**Exercise requirements**. Please copy out everything below from the line containing "Pinpoint every visible balcony." down to the line containing "[128,421,534,622]", with both of those lines included and every line unchanged.

━━ Input rows ━━

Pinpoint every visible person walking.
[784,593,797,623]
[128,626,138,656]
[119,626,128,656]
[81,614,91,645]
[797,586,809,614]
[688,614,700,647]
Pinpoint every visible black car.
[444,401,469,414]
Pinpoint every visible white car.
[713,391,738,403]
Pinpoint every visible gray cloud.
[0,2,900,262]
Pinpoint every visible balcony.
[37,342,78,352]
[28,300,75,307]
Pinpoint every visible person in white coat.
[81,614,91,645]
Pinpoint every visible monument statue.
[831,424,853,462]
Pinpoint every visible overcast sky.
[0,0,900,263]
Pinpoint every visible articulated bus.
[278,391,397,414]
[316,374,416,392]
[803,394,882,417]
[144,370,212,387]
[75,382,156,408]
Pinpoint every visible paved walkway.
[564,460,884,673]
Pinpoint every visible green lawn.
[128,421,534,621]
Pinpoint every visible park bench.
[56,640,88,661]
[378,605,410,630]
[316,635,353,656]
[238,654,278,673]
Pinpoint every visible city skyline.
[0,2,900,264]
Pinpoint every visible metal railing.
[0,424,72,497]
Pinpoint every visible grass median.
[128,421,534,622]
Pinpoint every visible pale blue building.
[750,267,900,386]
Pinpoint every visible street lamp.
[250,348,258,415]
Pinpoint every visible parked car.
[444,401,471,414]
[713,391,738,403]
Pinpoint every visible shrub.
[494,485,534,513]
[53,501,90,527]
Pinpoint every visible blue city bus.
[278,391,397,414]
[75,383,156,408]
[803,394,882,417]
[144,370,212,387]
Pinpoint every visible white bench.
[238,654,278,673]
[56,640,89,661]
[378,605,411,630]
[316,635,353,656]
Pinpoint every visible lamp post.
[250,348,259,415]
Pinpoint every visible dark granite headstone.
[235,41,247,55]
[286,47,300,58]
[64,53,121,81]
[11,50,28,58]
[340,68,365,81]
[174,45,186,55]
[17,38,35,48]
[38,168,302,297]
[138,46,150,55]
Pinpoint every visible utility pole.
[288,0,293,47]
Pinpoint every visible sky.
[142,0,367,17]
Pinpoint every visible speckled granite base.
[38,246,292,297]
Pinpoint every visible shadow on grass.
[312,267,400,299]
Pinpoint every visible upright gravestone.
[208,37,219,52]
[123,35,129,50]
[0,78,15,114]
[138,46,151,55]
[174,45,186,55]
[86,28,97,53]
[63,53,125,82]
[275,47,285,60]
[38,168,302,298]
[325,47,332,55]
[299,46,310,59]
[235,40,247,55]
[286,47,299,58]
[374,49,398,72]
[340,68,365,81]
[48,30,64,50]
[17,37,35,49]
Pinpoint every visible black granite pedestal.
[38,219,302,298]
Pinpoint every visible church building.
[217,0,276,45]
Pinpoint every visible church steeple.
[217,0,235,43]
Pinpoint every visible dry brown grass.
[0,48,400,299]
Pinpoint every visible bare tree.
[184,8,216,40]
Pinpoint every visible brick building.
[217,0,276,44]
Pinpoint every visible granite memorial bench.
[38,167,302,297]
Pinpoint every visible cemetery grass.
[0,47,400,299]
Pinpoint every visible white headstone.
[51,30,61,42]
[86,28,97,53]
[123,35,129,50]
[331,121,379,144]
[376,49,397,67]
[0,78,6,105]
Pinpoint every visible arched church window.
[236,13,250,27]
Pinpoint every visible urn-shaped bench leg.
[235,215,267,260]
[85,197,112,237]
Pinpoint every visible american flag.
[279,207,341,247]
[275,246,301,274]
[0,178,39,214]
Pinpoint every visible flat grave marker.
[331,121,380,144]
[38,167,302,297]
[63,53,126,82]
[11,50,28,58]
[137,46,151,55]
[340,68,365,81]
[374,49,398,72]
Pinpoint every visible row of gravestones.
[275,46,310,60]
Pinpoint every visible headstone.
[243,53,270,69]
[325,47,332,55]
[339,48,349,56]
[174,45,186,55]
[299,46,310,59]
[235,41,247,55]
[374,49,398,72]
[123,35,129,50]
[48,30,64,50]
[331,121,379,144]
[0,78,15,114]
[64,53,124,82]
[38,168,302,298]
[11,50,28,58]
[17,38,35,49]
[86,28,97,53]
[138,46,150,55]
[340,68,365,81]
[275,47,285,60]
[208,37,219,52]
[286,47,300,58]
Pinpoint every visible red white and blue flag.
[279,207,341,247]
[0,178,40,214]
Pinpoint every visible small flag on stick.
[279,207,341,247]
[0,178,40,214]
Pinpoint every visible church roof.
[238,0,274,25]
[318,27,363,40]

━━━
━━ Input rows ━━

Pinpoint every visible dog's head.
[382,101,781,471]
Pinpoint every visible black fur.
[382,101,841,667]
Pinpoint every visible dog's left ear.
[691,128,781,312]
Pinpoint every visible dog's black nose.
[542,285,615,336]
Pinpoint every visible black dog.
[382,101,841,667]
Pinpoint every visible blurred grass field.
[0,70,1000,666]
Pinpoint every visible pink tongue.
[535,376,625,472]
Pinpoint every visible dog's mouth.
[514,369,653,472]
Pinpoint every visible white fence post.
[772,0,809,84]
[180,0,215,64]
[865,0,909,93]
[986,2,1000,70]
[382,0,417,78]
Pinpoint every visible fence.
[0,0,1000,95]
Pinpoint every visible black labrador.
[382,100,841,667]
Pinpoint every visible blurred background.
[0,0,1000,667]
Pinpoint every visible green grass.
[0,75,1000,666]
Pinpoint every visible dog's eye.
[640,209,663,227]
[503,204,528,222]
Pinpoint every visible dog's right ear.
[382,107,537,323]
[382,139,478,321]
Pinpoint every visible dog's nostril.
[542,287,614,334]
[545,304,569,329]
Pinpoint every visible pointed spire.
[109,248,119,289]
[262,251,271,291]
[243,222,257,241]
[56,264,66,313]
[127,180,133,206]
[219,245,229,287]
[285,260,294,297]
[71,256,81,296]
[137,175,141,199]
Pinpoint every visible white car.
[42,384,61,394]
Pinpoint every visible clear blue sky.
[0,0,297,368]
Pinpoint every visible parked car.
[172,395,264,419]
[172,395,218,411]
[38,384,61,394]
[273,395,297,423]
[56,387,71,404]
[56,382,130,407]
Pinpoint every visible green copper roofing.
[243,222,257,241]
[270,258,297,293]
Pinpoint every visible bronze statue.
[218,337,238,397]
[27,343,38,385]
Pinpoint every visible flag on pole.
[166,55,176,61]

━━━

**Written answer**.
Pinpoint every visible balcony.
[37,342,78,352]
[28,300,75,307]
Pinpoint every visible person in white coat.
[81,614,91,645]
Pinpoint every visible monument statue.
[831,424,853,462]
Pinpoint every visible overcast sky.
[0,0,900,263]
Pinpoint every visible articulated bus.
[278,391,397,414]
[316,374,416,392]
[803,394,882,417]
[144,370,212,387]
[75,382,156,408]
Pinpoint every visible paved walkway.
[564,460,884,673]
Pinpoint every visible green lawn.
[128,421,534,621]
Pinpoint every visible park bench.
[56,640,88,661]
[378,605,410,630]
[316,635,353,656]
[238,654,278,673]
Pinpoint every visible city skyline.
[0,2,900,264]
Pinpoint every visible metal railing.
[0,424,72,497]
Pinpoint every visible grass median.
[128,421,534,622]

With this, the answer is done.